**WHAT YOU ARE ASKED TO DO**
Locate each line in the listing below that contains the word "yellow", and copy those lines.

[BEGIN]

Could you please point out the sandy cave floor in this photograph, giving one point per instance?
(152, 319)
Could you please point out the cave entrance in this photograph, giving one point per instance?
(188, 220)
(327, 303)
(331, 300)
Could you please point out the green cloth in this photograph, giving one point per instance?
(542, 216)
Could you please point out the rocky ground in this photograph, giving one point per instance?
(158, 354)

[END]
[BEGIN]

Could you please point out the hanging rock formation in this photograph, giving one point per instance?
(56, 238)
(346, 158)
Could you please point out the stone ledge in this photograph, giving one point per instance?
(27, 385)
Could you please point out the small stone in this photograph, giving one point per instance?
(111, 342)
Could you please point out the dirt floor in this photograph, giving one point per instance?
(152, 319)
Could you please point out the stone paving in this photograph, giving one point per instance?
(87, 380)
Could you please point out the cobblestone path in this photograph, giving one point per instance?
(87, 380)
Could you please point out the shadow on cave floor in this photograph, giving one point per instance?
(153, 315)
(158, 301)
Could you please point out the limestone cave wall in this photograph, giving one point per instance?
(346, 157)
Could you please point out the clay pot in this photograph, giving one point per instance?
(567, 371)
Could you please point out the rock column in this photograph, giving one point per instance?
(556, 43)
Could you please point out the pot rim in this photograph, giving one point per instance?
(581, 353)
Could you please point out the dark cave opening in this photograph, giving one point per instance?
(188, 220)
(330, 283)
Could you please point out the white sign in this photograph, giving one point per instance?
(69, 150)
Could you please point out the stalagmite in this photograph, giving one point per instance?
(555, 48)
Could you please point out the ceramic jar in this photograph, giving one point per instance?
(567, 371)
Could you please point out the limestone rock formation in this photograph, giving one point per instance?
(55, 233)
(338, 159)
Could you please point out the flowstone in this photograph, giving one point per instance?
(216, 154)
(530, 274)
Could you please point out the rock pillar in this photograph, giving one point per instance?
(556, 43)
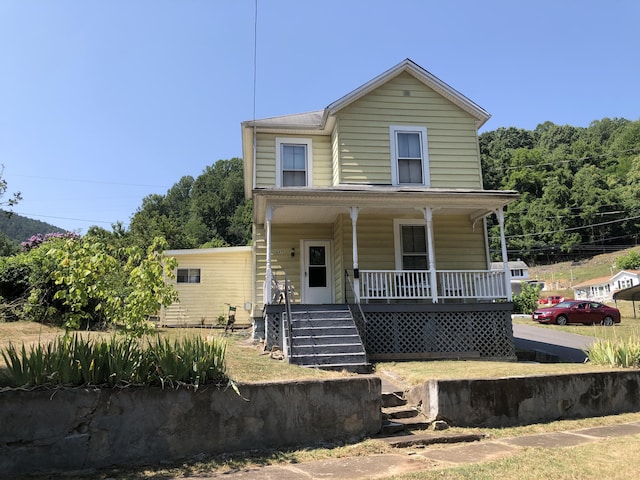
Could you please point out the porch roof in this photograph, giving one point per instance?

[END]
[BEGIN]

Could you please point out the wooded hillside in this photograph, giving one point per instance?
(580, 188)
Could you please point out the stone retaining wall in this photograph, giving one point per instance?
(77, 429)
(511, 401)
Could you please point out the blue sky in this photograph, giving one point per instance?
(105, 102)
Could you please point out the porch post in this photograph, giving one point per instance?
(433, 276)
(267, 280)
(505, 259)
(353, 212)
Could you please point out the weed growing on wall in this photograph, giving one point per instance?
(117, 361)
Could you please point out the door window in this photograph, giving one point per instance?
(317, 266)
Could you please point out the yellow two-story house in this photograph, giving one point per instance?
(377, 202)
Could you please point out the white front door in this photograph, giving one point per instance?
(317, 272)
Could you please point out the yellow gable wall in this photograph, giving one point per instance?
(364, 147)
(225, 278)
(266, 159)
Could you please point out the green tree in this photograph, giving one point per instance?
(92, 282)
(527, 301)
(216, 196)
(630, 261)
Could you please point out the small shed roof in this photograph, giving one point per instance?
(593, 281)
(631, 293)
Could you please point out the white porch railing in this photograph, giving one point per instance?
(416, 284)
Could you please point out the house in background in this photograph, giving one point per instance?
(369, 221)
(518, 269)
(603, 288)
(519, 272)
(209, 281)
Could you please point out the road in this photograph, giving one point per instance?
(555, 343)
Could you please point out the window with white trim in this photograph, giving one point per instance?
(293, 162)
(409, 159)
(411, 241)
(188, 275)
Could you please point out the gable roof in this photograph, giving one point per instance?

[END]

**FINAL RESULT**
Could you please point out the yellow two-story house in this photograph, giving one point per instance?
Could you please point out the yellow gable wall in this photograph, giving one point per instance?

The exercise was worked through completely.